Report how many lines in the data include the string "below", and add nothing else.

> **INPUT MATERIAL**
┄┄┄┄┄┄
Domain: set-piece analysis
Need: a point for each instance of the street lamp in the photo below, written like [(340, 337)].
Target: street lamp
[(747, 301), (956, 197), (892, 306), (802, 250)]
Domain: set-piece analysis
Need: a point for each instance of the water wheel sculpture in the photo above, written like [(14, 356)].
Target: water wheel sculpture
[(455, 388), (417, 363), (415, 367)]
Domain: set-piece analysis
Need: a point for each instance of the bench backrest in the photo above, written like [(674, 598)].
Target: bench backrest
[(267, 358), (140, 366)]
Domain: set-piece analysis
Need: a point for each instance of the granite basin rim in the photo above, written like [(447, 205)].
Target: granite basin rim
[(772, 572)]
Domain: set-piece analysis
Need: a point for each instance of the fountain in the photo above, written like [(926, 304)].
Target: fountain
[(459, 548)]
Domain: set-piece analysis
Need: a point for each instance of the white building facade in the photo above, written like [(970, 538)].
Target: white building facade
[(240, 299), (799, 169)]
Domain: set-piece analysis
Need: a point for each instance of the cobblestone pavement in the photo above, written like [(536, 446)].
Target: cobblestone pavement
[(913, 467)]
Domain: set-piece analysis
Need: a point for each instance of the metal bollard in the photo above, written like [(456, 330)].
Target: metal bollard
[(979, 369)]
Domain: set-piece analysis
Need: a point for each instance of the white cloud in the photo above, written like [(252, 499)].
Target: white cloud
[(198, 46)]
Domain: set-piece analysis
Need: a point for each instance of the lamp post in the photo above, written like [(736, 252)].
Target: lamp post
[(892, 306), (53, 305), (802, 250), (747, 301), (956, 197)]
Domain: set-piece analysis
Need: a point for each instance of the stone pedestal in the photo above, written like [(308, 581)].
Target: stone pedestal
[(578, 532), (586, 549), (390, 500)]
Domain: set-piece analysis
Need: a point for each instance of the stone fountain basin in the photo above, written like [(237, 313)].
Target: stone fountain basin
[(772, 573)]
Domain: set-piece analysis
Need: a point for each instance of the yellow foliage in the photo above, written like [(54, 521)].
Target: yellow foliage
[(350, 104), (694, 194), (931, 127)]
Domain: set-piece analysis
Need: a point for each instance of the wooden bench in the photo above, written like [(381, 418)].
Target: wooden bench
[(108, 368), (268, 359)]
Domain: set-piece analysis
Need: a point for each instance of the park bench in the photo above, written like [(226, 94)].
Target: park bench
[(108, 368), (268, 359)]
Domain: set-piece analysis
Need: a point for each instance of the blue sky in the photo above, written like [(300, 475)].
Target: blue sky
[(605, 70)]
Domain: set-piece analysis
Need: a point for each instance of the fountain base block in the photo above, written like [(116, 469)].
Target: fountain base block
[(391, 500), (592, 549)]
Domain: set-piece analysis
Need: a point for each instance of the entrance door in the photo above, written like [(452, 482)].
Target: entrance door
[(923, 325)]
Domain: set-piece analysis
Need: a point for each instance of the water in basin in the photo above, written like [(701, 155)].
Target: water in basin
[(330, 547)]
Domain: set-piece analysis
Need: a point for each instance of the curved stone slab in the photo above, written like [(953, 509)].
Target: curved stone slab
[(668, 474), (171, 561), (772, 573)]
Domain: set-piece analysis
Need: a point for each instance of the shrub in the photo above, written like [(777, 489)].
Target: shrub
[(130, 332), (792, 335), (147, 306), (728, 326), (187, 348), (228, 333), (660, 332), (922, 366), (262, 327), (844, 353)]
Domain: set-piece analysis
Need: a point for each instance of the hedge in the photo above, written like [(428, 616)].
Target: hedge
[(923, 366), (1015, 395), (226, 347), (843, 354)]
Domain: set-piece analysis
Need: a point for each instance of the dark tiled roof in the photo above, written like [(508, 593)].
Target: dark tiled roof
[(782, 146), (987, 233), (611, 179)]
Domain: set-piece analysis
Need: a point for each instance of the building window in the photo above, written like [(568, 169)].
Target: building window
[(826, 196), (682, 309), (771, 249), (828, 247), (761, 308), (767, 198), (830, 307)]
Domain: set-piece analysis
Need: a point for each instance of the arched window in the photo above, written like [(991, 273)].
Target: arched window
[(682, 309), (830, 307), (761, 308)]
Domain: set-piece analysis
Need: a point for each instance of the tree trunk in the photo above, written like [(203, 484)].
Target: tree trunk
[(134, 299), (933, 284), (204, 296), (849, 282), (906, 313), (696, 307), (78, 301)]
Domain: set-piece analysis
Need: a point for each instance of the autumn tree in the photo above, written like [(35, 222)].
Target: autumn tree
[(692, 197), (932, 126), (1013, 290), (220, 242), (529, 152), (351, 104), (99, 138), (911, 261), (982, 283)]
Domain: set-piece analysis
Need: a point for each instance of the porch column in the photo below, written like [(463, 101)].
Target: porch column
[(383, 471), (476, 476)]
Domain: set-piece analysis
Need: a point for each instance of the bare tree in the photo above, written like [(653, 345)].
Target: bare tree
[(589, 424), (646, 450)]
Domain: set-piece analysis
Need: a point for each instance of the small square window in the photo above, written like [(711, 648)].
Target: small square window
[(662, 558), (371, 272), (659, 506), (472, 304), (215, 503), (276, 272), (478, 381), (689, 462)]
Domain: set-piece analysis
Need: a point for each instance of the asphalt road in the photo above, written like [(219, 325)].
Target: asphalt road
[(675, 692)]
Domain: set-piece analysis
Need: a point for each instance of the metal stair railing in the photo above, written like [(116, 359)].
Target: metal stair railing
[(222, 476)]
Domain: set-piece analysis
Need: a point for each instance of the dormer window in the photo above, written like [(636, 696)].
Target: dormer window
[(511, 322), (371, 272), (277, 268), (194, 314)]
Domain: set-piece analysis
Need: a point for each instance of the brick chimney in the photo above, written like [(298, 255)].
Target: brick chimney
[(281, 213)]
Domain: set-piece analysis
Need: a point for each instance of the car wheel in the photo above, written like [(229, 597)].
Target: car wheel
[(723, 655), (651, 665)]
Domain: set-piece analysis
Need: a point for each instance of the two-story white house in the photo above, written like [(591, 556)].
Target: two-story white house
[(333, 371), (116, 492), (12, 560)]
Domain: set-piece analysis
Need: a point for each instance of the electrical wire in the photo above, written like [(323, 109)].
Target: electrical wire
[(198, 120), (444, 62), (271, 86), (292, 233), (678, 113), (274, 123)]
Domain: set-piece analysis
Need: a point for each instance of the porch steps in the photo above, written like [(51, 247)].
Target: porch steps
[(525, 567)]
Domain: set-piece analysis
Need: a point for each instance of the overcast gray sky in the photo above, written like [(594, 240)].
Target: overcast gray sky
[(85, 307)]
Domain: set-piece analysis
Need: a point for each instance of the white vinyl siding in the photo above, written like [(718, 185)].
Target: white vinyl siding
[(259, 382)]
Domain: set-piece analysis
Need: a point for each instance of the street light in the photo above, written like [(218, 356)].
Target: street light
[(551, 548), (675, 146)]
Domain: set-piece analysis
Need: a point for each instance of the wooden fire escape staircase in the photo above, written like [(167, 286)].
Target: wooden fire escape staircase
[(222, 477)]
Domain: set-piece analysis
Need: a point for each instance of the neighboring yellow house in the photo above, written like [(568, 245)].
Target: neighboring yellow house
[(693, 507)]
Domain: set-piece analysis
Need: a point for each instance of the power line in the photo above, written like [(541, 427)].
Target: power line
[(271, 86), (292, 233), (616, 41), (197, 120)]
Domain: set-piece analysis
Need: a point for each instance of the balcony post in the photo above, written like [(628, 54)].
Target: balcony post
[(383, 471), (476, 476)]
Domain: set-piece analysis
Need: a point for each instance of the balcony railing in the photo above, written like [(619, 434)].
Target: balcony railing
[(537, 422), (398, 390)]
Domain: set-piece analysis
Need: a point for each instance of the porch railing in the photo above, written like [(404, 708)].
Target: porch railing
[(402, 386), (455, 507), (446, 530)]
┄┄┄┄┄┄
> **ANSWER BOX**
2